■ **Exercise details**:
Please rewrite the records below line by line in full, shifting each coordinate in the answers up by 19. Leave the pictures out.

(Dataset excerpts on object pointing)
<<<<
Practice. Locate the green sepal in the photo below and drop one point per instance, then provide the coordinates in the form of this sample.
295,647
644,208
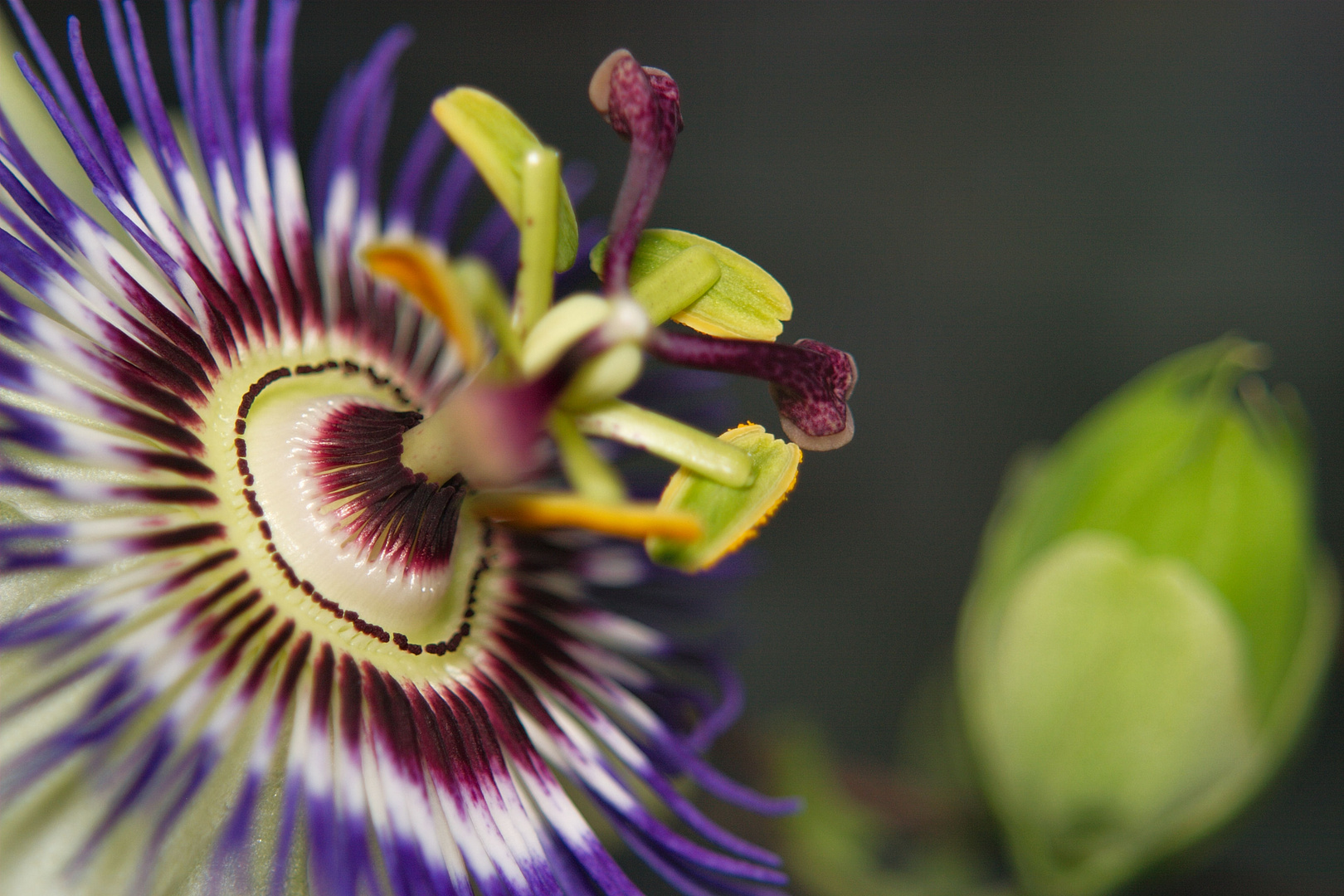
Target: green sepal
1110,699
728,516
498,143
1185,465
743,303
>>>>
■ **Reply**:
Practice. Locate the green sepal in the photo below and drop one point per instance, then provide the coordinates in the form of this sample.
295,647
644,208
Target: green sepal
1129,718
747,535
517,162
1204,484
762,322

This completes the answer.